> READING TEXT
__________

SC Gov. Nikki Haley Fumes After White House Governor’s Luncheon

Office of the Governor South Carolina(WASHINGTON) -- After the President hosted the nation’s governors at the White House for a discussion Monday, the Republican Governors Association held a press conference at the U.S. Chamber of Commerce. Among those expressing their frustration was South Carolina Governor Nikki Haley, who said this was her fifth year going to the White House to speak with the president. “Every time we try and move the ball with [President Obama] he says, ‘no,’ and so you look at the fact that we asked him about the Keystone Pipeline. He said it’s not gonna happen,” Haley said. “We talk about healthcare and he says he’s not going to consider what the Supreme Court’s going to do because he refuses to think about it.”

__________

> WHAT TO WORK ON
Continue the article about Nikki Haley's reaction to the White House governors' meeting from the point where it stops.

> EXTRACTED INFORMATION

__________

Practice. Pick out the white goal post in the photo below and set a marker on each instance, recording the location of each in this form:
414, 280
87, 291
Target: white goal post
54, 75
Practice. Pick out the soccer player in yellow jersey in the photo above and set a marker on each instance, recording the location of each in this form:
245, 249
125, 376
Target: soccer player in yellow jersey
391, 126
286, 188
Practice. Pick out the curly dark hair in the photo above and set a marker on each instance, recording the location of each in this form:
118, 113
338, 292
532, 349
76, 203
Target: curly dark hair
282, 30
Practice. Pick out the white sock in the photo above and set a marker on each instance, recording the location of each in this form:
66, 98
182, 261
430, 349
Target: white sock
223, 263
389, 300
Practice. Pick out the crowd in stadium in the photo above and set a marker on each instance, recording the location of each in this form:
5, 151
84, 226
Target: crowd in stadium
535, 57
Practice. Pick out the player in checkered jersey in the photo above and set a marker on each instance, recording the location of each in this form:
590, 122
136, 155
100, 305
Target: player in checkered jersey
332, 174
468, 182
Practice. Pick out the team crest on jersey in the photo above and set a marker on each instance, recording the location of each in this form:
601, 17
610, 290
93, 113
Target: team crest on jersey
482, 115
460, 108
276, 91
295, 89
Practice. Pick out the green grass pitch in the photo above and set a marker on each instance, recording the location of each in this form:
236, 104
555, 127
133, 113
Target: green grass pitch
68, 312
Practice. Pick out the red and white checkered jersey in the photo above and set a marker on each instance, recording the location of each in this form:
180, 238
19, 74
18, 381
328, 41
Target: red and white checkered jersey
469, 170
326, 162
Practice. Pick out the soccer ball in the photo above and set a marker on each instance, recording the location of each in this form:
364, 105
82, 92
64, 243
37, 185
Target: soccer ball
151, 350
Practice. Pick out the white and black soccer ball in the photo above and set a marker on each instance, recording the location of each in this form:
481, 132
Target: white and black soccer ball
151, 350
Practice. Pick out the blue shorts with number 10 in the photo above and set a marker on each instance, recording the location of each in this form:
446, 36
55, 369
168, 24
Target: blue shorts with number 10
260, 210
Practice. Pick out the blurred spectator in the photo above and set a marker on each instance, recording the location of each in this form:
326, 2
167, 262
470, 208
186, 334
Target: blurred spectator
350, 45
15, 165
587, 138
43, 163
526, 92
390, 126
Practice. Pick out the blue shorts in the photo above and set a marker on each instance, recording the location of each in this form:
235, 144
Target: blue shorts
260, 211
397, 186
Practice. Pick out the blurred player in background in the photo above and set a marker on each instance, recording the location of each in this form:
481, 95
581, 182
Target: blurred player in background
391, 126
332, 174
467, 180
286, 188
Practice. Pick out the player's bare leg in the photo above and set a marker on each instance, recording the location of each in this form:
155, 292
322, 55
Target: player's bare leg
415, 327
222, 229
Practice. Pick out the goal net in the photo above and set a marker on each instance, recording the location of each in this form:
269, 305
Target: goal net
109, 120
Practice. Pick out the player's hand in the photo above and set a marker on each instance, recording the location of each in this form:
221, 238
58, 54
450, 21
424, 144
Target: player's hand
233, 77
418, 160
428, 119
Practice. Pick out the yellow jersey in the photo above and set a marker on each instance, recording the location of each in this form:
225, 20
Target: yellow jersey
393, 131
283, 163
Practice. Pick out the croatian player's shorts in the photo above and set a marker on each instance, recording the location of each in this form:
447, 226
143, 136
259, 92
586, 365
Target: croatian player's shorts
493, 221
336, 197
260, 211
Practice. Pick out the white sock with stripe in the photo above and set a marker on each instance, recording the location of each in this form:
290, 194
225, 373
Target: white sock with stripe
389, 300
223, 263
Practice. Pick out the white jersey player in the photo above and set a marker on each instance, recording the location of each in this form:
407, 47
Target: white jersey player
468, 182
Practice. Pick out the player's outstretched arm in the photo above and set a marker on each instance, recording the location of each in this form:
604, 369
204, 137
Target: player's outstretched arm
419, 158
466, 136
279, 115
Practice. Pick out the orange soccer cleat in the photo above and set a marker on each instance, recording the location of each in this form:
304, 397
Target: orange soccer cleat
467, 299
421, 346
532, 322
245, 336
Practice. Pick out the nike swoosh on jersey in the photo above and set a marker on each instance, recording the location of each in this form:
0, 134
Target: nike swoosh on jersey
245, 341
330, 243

__________

> EXERCISE RESULT
At Monday's event, the president joked with the 2016 hopefuls in the room about their campaigns, saying, “I’m in the fourth quarter of my presidency, or as some of you may call it, the kickoff for your campaign season,” drawing a few laughs."But I think there's still a lot that we can get done together," Obama told the crowd of governors.

The long-awaited bill approving construction in the Keystone Pipeline will arrive at the White House later Tuesday. The president's spokesman says Obama will veto it without "drama or fanfare."

President Obama has 10 days to veto the bill. When he does, it will be his first veto of this Republican Congress and only the third of his presidency.